Directions for this task :: Reproduce word for word the lines below, from the line with "Target: ship's deck" up to and including the line with "(1252, 372)".

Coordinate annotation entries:
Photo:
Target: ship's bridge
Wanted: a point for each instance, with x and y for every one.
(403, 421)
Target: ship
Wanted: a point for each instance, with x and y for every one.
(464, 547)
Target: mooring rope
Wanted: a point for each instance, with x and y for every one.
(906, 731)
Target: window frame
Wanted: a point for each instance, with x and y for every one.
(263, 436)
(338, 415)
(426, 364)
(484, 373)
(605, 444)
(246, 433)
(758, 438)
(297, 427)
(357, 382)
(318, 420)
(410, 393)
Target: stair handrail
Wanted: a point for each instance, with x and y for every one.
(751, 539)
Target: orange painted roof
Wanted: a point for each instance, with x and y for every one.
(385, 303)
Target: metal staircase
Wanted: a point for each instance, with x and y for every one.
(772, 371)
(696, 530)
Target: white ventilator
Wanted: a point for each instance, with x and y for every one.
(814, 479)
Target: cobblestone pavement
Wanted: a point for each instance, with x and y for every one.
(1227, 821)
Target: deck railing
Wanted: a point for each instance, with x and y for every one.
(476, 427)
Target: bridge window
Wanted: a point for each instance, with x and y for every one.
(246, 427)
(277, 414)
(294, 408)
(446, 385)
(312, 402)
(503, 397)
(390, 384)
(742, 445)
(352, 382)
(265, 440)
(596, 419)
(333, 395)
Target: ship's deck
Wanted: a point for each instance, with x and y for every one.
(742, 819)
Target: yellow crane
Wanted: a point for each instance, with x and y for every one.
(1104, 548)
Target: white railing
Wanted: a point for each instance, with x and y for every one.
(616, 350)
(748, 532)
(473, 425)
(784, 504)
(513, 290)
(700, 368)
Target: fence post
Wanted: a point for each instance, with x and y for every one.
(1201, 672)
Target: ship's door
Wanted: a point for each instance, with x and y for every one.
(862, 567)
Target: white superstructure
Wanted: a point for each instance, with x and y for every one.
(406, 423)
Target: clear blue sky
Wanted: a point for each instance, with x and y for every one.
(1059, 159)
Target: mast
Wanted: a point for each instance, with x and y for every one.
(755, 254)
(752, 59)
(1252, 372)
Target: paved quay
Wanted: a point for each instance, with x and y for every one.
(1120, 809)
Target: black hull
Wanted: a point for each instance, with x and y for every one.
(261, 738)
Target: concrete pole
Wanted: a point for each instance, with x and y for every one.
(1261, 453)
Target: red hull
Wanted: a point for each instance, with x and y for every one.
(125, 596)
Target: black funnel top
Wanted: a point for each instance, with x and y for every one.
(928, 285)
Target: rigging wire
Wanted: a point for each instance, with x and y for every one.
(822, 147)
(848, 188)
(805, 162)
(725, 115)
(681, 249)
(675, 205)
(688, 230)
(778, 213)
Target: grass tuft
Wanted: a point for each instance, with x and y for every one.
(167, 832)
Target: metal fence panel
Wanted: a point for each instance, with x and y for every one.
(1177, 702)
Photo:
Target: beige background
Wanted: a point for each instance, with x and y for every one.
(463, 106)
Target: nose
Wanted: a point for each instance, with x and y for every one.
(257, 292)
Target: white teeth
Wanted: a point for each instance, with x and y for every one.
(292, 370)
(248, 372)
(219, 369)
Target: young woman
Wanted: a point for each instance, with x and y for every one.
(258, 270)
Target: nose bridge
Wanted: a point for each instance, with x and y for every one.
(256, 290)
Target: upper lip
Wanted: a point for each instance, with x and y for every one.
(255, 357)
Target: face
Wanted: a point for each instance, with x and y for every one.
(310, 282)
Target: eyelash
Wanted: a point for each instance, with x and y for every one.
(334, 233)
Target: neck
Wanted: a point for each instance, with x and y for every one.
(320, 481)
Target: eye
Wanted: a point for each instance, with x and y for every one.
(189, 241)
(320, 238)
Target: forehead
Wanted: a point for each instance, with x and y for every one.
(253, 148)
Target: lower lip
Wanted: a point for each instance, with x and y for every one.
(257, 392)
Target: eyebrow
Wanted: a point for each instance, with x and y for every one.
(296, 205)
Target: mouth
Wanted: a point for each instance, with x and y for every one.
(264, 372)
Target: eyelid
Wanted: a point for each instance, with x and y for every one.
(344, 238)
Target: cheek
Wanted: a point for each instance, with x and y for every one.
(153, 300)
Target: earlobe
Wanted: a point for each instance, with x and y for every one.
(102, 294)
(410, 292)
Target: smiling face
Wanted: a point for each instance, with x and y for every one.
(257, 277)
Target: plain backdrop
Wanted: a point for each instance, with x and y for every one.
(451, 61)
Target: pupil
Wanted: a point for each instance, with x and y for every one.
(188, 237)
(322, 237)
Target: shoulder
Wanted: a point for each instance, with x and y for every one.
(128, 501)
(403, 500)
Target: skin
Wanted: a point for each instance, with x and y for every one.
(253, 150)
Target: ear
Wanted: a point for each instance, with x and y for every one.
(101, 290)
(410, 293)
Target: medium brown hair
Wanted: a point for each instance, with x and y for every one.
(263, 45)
...
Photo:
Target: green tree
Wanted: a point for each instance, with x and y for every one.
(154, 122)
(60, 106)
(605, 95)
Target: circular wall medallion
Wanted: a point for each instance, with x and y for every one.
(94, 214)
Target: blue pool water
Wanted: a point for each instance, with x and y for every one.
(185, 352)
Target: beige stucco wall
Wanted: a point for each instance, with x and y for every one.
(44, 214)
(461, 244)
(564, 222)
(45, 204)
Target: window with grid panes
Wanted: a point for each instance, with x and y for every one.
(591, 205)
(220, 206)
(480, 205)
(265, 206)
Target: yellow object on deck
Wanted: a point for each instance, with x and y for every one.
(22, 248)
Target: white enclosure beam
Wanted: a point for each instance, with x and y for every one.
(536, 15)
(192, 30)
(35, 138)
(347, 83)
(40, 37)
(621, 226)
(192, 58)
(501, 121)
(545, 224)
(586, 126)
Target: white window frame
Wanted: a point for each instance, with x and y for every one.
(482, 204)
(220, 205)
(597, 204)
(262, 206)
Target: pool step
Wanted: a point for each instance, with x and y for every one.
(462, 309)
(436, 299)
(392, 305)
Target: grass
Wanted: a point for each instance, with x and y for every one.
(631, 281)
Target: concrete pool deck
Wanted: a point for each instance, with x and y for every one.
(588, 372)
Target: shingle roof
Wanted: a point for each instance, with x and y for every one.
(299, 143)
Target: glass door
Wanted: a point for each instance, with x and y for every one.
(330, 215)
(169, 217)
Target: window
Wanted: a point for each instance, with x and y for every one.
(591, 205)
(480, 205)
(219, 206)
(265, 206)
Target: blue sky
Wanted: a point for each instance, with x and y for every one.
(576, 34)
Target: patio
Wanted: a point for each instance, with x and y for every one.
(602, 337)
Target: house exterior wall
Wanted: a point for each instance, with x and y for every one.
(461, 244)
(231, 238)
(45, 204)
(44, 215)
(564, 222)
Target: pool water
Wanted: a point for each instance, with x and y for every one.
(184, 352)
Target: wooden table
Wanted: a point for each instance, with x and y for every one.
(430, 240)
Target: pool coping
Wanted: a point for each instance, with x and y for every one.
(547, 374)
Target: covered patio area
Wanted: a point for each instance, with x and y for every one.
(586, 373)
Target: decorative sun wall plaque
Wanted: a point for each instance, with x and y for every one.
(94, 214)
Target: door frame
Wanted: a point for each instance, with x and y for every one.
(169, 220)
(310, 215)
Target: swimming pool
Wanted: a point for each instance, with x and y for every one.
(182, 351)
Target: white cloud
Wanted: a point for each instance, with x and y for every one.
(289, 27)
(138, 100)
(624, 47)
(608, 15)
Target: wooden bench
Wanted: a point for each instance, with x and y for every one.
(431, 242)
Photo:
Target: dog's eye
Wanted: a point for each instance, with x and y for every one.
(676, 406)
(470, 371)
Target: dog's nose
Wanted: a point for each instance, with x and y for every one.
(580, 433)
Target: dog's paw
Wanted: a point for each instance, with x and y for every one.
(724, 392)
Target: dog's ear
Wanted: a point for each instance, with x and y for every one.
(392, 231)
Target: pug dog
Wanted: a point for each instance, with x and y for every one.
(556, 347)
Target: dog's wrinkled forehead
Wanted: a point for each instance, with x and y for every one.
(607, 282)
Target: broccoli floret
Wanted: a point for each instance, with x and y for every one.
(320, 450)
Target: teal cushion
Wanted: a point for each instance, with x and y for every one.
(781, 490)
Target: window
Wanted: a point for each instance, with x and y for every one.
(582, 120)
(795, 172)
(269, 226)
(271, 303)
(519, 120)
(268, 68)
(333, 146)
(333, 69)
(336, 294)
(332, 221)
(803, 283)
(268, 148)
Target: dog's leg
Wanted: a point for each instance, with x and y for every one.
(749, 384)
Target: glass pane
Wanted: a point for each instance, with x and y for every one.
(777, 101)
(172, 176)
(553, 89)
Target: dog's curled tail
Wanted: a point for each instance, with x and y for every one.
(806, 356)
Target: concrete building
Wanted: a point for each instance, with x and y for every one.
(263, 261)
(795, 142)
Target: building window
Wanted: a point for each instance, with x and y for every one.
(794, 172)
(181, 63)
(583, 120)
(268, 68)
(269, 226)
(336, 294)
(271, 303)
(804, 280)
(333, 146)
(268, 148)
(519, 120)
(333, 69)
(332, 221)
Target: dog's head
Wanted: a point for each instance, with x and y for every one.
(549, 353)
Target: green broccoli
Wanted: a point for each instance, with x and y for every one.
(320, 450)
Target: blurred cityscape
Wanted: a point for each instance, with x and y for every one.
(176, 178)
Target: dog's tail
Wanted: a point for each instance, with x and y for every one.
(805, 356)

Finished task ::
Target: ship's deck
Wanted: a point for each instance, with x and y for every one.
(742, 819)
Target: yellow crane
Wanted: a point for each instance, with x and y for every one.
(1104, 548)
Target: white railing
Wanted: a point for each instance, with x and y for every one.
(616, 350)
(748, 532)
(473, 425)
(784, 504)
(513, 290)
(700, 368)
Target: fence post
Wanted: a point for each instance, with x and y for every one.
(1201, 672)
Target: ship's door
Wanted: a point for each instance, with x and y for every one.
(862, 567)
Target: white superstructure
Wanted: a point for each instance, with x and y for every one.
(406, 423)
Target: clear blue sky
Wanted: a point for each instance, with x and y for every one.
(1059, 159)
Target: mast
Wanted: a point for each instance, with x and y for every one.
(755, 254)
(752, 59)
(1252, 372)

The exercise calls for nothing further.